* _Dataset excerpts_
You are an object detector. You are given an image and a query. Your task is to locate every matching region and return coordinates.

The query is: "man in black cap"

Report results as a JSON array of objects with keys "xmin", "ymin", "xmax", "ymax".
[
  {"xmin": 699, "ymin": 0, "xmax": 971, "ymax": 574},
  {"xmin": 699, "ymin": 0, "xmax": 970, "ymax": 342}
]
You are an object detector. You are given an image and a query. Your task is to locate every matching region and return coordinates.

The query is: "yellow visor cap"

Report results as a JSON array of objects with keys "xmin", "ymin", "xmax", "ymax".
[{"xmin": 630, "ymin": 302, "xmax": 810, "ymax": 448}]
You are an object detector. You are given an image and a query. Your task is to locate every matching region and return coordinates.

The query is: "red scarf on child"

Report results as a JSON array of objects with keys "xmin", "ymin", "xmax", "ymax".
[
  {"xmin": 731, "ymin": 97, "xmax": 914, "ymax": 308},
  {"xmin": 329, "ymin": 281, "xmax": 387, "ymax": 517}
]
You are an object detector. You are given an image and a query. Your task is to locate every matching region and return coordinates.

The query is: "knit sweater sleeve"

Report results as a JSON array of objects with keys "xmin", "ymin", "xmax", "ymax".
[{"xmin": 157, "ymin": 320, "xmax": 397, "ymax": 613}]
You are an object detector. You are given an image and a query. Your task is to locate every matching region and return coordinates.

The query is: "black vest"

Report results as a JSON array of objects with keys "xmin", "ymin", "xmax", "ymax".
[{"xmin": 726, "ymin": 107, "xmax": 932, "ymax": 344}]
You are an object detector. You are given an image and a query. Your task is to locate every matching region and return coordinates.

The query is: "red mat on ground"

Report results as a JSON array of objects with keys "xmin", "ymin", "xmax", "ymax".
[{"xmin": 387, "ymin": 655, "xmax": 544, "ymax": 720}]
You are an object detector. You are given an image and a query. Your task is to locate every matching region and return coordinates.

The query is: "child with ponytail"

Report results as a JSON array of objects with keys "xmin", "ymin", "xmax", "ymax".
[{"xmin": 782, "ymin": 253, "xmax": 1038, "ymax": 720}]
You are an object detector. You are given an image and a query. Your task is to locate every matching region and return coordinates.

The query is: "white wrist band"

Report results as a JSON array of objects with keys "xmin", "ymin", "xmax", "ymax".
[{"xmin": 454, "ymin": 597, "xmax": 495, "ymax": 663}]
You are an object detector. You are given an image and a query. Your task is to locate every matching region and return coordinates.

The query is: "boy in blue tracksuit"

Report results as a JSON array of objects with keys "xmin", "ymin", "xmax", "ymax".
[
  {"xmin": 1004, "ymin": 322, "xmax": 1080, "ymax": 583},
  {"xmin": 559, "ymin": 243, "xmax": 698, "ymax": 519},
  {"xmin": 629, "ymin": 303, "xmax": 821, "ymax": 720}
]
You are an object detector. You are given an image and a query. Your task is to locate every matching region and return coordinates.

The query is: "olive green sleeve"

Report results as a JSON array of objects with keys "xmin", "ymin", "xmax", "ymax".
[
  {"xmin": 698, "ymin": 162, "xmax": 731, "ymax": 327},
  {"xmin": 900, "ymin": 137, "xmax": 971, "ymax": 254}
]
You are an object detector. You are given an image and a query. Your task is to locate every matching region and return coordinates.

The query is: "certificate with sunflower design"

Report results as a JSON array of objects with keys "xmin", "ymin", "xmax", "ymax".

* _The task_
Pull out each line of the data above that contains the word "black".

* _Exercise solution_
The query is: "man in black cap"
The query is: "black vest"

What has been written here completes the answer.